[SOURCE DOCUMENT]

Where is a place where two rivers meet and the riverbanks are ablaze with fire trees? Where golden shower, calachuchi trees (the national flower called doc champa), and bougainvilla adorn private gardens and city streets, not even to mention all the other trees and plants that green the City… A small city, about the land area and population numbers of Dumaguete.
There, too, motorbikes are ubiquitous and tuktuk, their (more comfortable) version of tricycles, are the usual public transport.
But low and behold, the streets are quiet, without the roar and rumble of motorbikes, or the loud snort of motors revving up, and without smoke-belching! Like the king of Siam said (in a musical), “Is a puzzlement!”
More surprises: No men spit or urinate in the streets! Sidewalks are not strewn with plastic bags or garbage! Not a single tree has plastic advertising posters tacked on it — not one! No plastic bags float in the two rivers circling the City. No pounding disco sound is to be heard. No advertising billboards.

[TASKS AND EXERCISES]
- A) Transcribe the passage on the riverside city from "There, too, motorbikes" down to "No advertising billboards.".
- B) Pick up the passage on the riverside city after its final sentence and carry it forward.
The listing that comes next is not needed.

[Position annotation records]
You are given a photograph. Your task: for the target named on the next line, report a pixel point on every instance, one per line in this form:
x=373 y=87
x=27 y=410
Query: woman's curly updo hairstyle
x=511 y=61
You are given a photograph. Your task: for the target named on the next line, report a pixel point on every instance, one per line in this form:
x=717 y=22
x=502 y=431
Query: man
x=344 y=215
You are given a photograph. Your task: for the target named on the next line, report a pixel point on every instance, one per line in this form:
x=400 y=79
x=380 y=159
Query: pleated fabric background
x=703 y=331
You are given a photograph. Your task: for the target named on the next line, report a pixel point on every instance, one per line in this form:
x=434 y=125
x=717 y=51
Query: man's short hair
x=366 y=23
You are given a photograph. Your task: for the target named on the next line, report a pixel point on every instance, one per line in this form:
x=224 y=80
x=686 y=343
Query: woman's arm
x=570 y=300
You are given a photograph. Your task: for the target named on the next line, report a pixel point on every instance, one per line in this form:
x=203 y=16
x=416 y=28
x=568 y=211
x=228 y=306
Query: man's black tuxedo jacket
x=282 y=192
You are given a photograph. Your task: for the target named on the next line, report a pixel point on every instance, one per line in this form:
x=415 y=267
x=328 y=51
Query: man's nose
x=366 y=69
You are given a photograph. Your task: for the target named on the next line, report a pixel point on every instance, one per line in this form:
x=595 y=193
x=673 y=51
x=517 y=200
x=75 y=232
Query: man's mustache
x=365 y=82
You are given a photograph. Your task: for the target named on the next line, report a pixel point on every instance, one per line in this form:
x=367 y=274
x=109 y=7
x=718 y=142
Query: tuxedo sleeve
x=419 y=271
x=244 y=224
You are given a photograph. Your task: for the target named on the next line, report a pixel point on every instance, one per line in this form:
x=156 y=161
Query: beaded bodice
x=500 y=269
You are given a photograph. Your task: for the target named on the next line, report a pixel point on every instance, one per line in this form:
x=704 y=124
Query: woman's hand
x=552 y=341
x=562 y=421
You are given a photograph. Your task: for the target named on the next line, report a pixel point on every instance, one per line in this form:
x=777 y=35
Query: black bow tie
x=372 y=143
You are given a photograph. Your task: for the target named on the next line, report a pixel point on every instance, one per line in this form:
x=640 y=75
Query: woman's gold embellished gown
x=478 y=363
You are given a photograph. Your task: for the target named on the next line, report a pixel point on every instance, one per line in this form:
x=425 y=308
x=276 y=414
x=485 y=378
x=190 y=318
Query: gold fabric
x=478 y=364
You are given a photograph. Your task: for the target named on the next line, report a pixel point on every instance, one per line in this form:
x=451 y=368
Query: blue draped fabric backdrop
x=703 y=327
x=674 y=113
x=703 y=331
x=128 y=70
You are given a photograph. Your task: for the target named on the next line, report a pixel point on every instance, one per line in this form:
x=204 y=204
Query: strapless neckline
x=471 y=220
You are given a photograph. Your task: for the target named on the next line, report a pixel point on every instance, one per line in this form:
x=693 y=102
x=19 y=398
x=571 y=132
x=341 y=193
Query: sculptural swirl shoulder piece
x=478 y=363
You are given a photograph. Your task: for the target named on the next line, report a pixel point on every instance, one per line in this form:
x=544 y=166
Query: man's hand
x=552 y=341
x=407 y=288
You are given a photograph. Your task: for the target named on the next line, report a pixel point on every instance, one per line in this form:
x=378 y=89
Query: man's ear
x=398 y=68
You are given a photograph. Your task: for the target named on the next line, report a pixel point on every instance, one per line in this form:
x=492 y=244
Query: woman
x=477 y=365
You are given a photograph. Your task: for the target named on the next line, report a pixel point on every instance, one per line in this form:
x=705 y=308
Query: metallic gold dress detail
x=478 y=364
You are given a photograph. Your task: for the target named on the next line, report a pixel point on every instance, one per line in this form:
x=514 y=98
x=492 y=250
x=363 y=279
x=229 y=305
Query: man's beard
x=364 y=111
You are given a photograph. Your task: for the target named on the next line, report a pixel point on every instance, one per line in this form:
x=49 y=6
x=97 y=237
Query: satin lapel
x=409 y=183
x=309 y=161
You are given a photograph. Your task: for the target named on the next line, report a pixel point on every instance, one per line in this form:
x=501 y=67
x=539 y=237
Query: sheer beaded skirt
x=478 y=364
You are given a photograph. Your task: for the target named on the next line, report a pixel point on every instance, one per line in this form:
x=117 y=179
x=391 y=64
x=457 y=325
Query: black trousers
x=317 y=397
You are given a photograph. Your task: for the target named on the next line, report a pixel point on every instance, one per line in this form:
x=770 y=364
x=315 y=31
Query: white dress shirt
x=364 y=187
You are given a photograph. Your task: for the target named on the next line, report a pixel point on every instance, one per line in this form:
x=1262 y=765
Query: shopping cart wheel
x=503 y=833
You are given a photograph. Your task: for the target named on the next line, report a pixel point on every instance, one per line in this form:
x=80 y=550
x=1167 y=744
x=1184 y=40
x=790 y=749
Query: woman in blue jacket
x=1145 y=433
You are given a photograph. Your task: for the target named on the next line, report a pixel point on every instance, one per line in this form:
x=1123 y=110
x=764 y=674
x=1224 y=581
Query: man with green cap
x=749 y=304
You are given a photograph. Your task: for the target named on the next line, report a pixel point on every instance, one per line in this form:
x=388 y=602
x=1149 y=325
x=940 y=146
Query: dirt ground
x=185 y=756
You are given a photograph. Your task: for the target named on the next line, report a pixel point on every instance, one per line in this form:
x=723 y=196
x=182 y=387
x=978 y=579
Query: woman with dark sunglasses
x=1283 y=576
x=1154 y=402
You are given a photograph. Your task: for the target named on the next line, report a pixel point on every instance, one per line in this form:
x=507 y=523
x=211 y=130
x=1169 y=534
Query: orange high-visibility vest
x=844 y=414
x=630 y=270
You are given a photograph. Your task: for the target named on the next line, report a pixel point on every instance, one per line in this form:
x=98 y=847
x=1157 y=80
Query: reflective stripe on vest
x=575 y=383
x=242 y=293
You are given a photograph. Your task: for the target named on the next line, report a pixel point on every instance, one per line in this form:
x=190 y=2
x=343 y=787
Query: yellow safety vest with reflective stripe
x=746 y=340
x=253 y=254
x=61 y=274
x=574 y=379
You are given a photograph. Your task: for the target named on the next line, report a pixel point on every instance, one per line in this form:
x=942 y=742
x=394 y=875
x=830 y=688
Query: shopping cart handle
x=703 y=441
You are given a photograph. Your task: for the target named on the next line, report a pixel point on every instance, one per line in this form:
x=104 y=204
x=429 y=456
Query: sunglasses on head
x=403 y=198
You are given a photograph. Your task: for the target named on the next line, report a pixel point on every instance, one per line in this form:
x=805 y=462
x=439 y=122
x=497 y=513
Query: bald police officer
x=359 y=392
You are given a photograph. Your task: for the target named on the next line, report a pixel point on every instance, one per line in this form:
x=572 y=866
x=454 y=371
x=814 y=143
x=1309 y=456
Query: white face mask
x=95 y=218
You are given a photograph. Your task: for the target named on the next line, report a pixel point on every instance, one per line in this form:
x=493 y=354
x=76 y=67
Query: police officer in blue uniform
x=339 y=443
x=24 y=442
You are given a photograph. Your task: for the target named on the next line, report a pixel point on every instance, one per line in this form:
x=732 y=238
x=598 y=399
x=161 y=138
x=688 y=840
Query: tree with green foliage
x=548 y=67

[RESPONSES TO THE TASKS]
- A)
There, too, motorbikes are ubiquitous and tuktuk, their (more comfortable) version of tricycles, are the usual public transport.
But low and behold, the streets are quiet, without the roar and rumble of motorbikes, or the loud snort of motors revving up, and without smoke-belching! Like the king of Siam said (in a musical), “Is a puzzlement!”
More surprises: No men spit or urinate in the streets! Sidewalks are not strewn with plastic bags or garbage! Not a single tree has plastic advertising posters tacked on it — not one! No plastic bags float in the two rivers circling the City. No pounding disco sound is to be heard. No advertising billboards.

- B)
No, I am not making this up; this place, the size of Dumaguete, exists and it is Luang Prabang in Laos.
I just spent a week there, in a state of delight and wonder that it can be done; after all, dirt and noise and ugliness are not inevitable.
It helps that Unesco declared Luang Prabang a heritage site in 1995, preserving 34 ancient Buddhist temples and lovely French colonial buildings, and also keeping out some crasser manifestations of global mass culture (no McDonalds there.)
But it can’t be all Unesco’s doing; that the place is clean, green and quiet must also owe to governance that cares about these things, and to a local culture that does, too. People planted all those flowering trees long ago, caring about future beauty.
And it certainly isn’t about financial resources, the usual excuse we get here for why things don’t get done.
Laos is a poor country, with 80 percent of the population in subsistence farming, and a per capita income considerably lower than in the Philippines.
And no, I didn’t spend a week wearing blinkers, I learned of many problems, too. Most touching for me were the young people struggling for an education, and seeking out opportunities to learn.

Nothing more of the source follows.